## EXERCISE REQUIREMENTS
Could you swap every "Result" in the rows below for "Output" and return the rows with nothing else altered?

## Detection rows
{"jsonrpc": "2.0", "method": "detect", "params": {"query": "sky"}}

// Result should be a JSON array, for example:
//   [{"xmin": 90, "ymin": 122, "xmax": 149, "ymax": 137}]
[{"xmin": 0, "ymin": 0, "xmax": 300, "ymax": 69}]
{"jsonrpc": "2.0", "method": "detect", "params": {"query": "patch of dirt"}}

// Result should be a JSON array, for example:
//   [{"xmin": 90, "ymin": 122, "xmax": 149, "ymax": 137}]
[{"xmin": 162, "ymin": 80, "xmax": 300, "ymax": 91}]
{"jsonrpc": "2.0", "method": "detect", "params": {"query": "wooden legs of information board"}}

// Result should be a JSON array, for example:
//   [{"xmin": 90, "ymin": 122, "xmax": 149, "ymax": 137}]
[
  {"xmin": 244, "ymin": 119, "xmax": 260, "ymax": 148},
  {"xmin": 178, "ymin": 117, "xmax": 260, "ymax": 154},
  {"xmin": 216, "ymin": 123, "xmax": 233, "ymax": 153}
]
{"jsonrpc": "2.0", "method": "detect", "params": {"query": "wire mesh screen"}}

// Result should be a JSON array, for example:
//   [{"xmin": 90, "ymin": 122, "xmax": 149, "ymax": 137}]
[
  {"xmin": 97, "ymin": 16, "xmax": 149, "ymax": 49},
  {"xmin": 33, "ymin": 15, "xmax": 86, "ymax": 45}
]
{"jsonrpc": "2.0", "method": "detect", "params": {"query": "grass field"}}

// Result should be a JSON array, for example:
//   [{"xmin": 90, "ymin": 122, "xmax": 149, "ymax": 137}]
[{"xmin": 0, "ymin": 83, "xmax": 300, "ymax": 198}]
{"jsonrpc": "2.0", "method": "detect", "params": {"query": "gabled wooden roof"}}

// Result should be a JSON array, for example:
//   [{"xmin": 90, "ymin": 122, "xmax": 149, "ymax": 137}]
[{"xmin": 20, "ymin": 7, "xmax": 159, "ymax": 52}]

## RESPONSE TO THIS EXERCISE
{"jsonrpc": "2.0", "method": "detect", "params": {"query": "sky"}}

// Output should be a JSON array, for example:
//   [{"xmin": 90, "ymin": 122, "xmax": 149, "ymax": 137}]
[{"xmin": 0, "ymin": 0, "xmax": 300, "ymax": 69}]
{"jsonrpc": "2.0", "method": "detect", "params": {"query": "patch of dirt"}}

// Output should be a JSON array, for example:
//   [{"xmin": 90, "ymin": 122, "xmax": 149, "ymax": 137}]
[{"xmin": 162, "ymin": 80, "xmax": 300, "ymax": 91}]
{"jsonrpc": "2.0", "method": "detect", "params": {"query": "wooden legs of information board"}}

// Output should be a JSON array, for example:
//   [{"xmin": 90, "ymin": 122, "xmax": 149, "ymax": 137}]
[
  {"xmin": 244, "ymin": 119, "xmax": 260, "ymax": 148},
  {"xmin": 178, "ymin": 117, "xmax": 260, "ymax": 154},
  {"xmin": 216, "ymin": 123, "xmax": 233, "ymax": 153}
]
{"jsonrpc": "2.0", "method": "detect", "params": {"query": "wire mesh screen"}}

// Output should be a JSON array, for example:
//   [{"xmin": 90, "ymin": 122, "xmax": 149, "ymax": 137}]
[
  {"xmin": 97, "ymin": 16, "xmax": 149, "ymax": 49},
  {"xmin": 33, "ymin": 15, "xmax": 86, "ymax": 45}
]
{"jsonrpc": "2.0", "method": "detect", "params": {"query": "grass field"}}

// Output should be a JSON array, for example:
//   [{"xmin": 90, "ymin": 122, "xmax": 149, "ymax": 137}]
[{"xmin": 0, "ymin": 83, "xmax": 300, "ymax": 198}]
{"jsonrpc": "2.0", "method": "detect", "params": {"query": "gabled wooden roof"}}

// Output should be a JSON array, for example:
//   [{"xmin": 90, "ymin": 122, "xmax": 149, "ymax": 137}]
[{"xmin": 20, "ymin": 7, "xmax": 159, "ymax": 52}]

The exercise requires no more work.